# WHAT TO PRODUCE:
Only the records, exactly as written, belong in the answer; pictures do not.

-- Opening Marker --

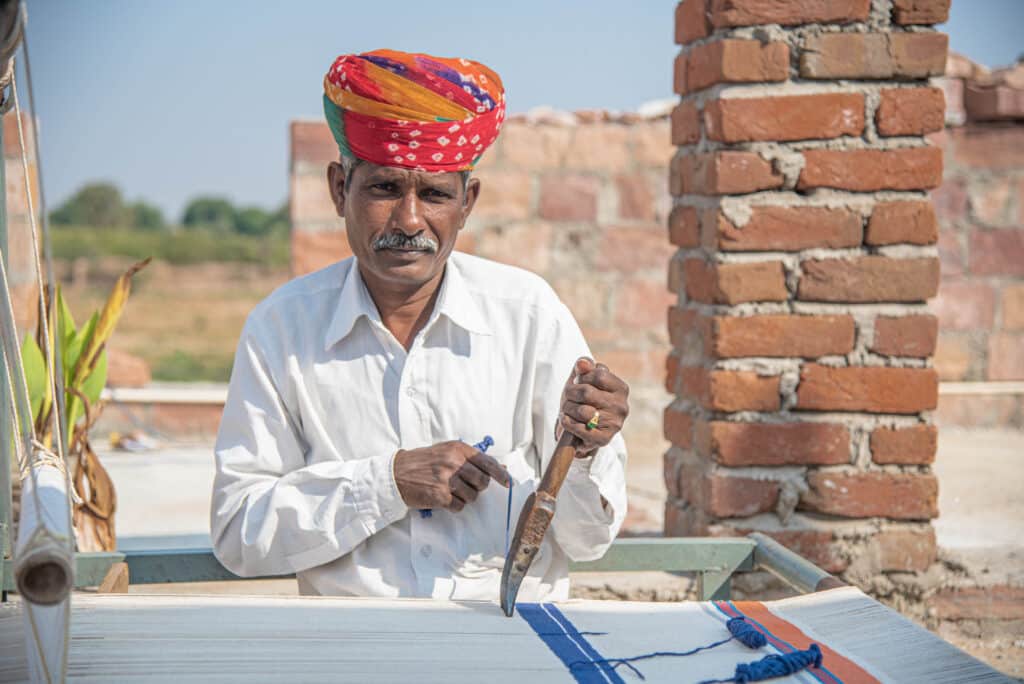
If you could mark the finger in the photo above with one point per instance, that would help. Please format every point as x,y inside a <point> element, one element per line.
<point>456,504</point>
<point>474,477</point>
<point>492,467</point>
<point>602,378</point>
<point>462,489</point>
<point>584,393</point>
<point>599,436</point>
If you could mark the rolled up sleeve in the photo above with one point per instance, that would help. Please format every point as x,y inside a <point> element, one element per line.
<point>592,502</point>
<point>276,508</point>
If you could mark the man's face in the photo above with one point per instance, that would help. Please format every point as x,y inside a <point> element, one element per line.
<point>401,224</point>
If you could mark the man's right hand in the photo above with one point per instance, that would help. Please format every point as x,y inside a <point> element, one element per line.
<point>446,475</point>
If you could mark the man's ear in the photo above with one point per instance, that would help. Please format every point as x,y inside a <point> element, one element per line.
<point>336,183</point>
<point>472,193</point>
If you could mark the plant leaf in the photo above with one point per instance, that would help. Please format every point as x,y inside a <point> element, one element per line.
<point>108,321</point>
<point>93,385</point>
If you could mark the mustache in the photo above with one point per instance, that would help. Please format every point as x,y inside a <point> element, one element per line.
<point>400,241</point>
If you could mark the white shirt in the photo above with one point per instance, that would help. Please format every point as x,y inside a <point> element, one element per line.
<point>322,397</point>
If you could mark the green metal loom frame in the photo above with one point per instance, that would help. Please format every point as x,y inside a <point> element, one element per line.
<point>715,561</point>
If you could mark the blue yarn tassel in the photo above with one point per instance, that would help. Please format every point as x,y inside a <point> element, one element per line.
<point>740,630</point>
<point>481,446</point>
<point>771,667</point>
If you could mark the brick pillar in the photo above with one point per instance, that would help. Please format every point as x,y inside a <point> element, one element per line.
<point>802,340</point>
<point>20,266</point>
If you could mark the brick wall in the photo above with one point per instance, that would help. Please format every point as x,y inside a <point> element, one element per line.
<point>580,199</point>
<point>980,207</point>
<point>20,269</point>
<point>802,339</point>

-- Closing Marker --

# OUTPUT FOR THIS EXERCISE:
If you could mark the finger in the photo above with one point per instance, that would help. Please format every point as x,y inside a <point> element, one element per line.
<point>456,504</point>
<point>474,477</point>
<point>492,467</point>
<point>602,378</point>
<point>462,489</point>
<point>584,393</point>
<point>599,436</point>
If you could mark the rolled up sleeve in the photo above with one point per instance, that would help. Please format every point as x,y inside a <point> element, one element per line.
<point>592,502</point>
<point>276,508</point>
If you could mark the man's face in the photo above with one point per instance, that would help. Please format every point as x,y inside a <point> element, one element per line.
<point>401,224</point>
If you could mark the man's right hand in the photo above with one point per instance, that would help. Please format every point as x,y inside a <point> element, one element per line.
<point>446,475</point>
If you could mark the man's ear in the photo above with one point per instance, that would help. Please format every point as x,y inside a <point> element, one element per line.
<point>336,183</point>
<point>472,193</point>
If you could mark the plant leaf in the photo above with one point per instance, that would help. Please format every point as x,y inside a <point> element, one element per line.
<point>108,321</point>
<point>93,385</point>
If you could mark the mustache in the photo above with one point per instance, that would help. Please format every point as x,y inside a <point> element, one element per line.
<point>400,241</point>
If you could mark the white shirt in the photo above with one point per instance, that would help. Please format every point as x,y inside a <point> element, one element per line.
<point>322,397</point>
If you could mark the green metal loom frame in the photo above with one point per instance, that would help. Please format every point as x,y inside a <point> element, one element per line.
<point>715,561</point>
If you could mark the blue yarn tassel in the photo above with one point per instance, that would help. Please format every point as x,y inside a <point> element, one element per line.
<point>740,630</point>
<point>481,446</point>
<point>771,667</point>
If you could mark the brick pillar in the photo above with one point per instance, that would help. Please format every point as x,y inside a <point> element, one element per line.
<point>802,340</point>
<point>20,266</point>
If you could mark the brick wall in the photo above with one point per instance, that would help. Please format every point as x,y inside a <point> element, one element per line.
<point>580,199</point>
<point>980,207</point>
<point>20,269</point>
<point>802,339</point>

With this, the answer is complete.